___ TASK MATERIAL

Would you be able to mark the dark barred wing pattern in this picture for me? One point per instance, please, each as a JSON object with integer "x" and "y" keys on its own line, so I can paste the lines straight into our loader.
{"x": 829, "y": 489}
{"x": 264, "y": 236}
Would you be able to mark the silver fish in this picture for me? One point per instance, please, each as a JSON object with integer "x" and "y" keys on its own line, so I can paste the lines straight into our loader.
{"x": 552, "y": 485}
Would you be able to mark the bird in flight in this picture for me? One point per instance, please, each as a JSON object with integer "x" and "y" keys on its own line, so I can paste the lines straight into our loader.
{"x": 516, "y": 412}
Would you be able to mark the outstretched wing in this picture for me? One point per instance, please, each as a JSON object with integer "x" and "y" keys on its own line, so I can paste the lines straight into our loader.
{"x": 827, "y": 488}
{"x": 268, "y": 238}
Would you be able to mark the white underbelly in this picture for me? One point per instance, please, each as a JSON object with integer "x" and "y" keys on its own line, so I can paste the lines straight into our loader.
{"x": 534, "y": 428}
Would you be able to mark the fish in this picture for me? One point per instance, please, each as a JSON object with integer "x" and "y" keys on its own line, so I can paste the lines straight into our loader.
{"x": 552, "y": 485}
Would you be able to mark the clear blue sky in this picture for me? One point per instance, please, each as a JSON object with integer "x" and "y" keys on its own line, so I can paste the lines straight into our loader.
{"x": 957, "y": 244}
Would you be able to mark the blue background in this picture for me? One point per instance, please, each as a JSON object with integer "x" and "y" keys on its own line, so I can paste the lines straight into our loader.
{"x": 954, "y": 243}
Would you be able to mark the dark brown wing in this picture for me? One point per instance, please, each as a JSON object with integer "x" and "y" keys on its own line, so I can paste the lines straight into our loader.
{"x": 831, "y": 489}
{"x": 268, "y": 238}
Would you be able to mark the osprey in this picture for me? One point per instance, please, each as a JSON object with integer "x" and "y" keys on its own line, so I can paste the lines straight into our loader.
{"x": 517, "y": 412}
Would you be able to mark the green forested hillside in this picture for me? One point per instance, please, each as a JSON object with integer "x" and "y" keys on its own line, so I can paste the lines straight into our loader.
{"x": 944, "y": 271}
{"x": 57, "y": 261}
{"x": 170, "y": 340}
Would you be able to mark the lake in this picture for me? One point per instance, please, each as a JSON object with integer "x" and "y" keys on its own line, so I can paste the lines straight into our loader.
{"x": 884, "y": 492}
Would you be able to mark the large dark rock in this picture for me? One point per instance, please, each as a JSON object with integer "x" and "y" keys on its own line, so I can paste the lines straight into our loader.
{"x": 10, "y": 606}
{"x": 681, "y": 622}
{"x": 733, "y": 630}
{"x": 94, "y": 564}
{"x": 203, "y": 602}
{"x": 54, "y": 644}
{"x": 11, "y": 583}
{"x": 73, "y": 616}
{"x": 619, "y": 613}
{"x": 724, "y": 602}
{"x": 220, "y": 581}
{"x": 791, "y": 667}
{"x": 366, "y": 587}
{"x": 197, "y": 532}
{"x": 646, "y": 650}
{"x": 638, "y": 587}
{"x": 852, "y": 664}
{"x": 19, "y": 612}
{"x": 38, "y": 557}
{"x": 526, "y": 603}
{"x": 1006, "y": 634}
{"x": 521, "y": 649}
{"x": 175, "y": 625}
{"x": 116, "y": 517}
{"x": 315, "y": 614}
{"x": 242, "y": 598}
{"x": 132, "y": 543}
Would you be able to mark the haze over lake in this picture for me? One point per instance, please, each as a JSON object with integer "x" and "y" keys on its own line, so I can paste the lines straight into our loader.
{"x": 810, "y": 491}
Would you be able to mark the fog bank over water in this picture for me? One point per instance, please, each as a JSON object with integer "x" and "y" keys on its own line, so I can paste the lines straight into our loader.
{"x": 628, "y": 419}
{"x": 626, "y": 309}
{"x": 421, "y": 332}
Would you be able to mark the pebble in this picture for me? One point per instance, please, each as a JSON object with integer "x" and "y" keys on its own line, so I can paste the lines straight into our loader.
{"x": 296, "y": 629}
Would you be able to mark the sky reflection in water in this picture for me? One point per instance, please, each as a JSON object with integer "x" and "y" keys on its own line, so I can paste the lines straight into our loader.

______

> _GOAL_
Your answer should consist only of the lines from the one with "Would you be able to mark the haze" through the end of the data above, reproduced exactly.

> _CORRECT OUTPUT_
Would you be able to mark the haze over lake in this picture for me? One point per instance, please, each as a JSON object with integer "x" and "y" keys on its own line, so I can paste the lines straight into our loader.
{"x": 810, "y": 491}
Would you be able to mark the fog bank over water in this picture for me? One point per instance, please, each as a JSON object with integer "x" and "y" keys on its own line, so I can paste the lines straight into our loader.
{"x": 628, "y": 419}
{"x": 626, "y": 309}
{"x": 421, "y": 332}
Would you be able to mark the pebble in this picture for me? One point per instance, please, each as a JSON object with integer "x" and "y" keys on its own line, so I can paste the lines straight into our loader.
{"x": 296, "y": 629}
Would you be able to mark the sky reflection in water in this picture for me? One point per instance, please, each as a JSON object with integer "x" and "y" keys on its own line, so I can paste the lines straight into our loader.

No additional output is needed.